→ **Job**
Edit the lines that begin with the one containing "Outline every instance of the bear's front" and end with the one containing "363 572 L 350", replacing "front leg" with "foreleg" and leaving the rest unchanged. Give back only those lines.

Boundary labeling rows
════
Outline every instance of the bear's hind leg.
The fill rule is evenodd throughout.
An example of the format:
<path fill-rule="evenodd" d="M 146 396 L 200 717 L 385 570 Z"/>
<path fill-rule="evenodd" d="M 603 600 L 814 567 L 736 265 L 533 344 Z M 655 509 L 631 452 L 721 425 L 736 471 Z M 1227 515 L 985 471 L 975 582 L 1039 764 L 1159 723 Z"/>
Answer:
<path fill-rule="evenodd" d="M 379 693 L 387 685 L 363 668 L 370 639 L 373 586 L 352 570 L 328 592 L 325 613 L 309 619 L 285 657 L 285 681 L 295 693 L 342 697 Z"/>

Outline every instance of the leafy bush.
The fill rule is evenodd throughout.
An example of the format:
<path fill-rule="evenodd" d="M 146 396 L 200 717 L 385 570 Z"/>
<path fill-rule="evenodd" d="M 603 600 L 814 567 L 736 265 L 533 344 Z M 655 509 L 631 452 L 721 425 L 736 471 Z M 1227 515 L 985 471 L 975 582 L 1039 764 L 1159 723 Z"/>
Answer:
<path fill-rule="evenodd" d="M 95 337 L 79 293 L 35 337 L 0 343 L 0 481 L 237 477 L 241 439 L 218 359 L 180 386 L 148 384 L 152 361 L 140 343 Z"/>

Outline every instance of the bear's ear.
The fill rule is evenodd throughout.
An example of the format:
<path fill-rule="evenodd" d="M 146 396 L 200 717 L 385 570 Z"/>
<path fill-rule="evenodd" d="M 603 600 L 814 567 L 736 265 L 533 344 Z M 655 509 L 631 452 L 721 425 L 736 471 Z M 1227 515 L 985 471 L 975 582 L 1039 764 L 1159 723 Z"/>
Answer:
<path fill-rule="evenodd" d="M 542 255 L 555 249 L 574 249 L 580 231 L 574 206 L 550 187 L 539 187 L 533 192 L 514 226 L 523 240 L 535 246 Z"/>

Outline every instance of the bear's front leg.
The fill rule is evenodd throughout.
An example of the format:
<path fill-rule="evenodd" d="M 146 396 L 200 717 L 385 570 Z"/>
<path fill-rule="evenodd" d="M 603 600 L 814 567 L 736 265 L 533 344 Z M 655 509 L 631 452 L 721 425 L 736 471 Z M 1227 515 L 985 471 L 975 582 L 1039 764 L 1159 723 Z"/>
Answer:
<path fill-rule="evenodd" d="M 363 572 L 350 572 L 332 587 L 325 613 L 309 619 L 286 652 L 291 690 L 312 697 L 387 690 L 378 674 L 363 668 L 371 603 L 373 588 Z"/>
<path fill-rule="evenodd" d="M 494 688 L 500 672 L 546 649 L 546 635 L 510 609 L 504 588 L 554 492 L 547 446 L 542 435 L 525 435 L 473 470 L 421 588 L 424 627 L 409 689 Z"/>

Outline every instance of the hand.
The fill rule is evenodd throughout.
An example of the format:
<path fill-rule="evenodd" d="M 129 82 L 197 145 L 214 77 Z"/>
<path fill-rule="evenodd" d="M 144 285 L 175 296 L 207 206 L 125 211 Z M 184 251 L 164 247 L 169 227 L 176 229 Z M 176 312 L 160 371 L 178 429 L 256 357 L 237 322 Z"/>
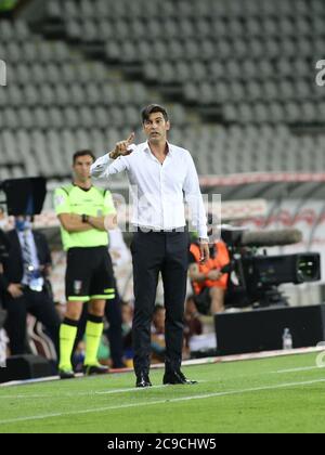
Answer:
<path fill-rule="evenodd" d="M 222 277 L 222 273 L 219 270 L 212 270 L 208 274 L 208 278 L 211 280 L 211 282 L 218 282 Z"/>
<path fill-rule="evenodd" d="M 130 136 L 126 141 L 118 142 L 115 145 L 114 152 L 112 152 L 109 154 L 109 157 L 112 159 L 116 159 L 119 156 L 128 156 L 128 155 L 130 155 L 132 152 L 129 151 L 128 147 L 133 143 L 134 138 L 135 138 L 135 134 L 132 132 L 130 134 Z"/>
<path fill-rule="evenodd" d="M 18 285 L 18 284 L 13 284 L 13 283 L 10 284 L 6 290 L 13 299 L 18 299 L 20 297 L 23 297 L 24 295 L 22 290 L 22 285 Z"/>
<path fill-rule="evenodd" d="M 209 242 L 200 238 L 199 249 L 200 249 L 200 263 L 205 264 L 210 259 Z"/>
════
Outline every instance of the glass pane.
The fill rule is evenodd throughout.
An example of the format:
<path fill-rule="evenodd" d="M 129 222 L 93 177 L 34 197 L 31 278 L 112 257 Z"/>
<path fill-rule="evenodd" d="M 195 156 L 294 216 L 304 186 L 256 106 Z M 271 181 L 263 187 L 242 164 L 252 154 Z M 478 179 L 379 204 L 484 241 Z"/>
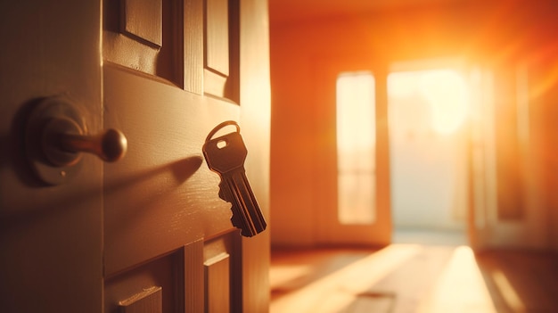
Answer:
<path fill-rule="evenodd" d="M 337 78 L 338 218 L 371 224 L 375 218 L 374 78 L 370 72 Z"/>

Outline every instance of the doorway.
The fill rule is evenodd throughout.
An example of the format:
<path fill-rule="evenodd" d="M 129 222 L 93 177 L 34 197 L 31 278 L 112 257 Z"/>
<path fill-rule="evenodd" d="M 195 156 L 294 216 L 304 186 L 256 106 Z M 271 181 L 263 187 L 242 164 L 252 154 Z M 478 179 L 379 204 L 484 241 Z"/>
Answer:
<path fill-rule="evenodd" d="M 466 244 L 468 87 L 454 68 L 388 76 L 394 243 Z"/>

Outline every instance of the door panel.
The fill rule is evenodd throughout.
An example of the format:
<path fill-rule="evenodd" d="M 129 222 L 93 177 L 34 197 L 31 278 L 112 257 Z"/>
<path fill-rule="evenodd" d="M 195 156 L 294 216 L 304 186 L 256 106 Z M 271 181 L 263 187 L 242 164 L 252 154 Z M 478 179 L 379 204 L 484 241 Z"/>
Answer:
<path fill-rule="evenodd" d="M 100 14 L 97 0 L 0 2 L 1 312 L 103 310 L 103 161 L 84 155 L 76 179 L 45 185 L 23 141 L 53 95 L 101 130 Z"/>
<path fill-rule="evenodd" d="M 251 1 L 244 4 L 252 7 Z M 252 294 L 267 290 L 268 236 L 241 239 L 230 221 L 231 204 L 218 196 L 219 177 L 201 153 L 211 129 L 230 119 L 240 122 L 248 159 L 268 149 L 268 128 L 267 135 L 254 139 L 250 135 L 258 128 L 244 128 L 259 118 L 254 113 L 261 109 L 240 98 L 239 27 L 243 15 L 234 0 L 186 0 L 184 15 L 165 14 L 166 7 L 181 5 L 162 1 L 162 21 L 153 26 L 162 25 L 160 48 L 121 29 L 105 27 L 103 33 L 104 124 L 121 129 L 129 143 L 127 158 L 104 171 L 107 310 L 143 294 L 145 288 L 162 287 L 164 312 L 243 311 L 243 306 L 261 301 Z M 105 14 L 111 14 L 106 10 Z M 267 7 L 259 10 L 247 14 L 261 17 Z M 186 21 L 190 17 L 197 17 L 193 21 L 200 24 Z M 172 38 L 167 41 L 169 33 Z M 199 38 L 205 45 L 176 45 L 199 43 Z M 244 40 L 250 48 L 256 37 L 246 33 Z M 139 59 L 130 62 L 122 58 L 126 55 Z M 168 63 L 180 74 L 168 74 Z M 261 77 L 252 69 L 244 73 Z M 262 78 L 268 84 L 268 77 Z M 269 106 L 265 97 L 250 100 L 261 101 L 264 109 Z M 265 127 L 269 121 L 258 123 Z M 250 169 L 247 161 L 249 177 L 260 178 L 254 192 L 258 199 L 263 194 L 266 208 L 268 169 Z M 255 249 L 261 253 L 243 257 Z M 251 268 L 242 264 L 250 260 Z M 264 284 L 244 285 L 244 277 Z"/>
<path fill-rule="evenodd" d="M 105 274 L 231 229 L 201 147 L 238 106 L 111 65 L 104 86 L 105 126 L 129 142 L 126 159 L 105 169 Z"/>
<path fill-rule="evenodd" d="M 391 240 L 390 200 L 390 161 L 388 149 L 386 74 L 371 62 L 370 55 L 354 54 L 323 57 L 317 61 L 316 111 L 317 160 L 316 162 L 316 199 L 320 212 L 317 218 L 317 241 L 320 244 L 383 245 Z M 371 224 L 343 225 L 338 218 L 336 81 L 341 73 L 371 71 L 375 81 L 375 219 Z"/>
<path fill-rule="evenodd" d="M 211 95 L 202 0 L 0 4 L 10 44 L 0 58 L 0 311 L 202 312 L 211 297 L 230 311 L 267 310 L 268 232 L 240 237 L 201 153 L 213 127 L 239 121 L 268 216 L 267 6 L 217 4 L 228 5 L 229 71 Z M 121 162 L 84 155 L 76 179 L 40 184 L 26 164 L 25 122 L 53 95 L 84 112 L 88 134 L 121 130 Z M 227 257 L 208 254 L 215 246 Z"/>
════
→ **Written reply**
Outline every instance of the bear's foreleg.
The fill rule is evenodd throughout.
An example of the format:
<path fill-rule="evenodd" d="M 146 396 L 200 717 L 385 570 Z"/>
<path fill-rule="evenodd" d="M 603 600 L 814 567 L 736 265 L 533 344 Z M 655 509 L 631 452 L 721 425 L 736 471 Z M 1227 515 L 985 471 L 975 582 L 1039 764 L 1159 723 Z"/>
Answer:
<path fill-rule="evenodd" d="M 363 572 L 350 572 L 332 587 L 325 613 L 309 619 L 286 652 L 291 690 L 312 697 L 387 690 L 378 674 L 363 668 L 371 603 L 373 588 Z"/>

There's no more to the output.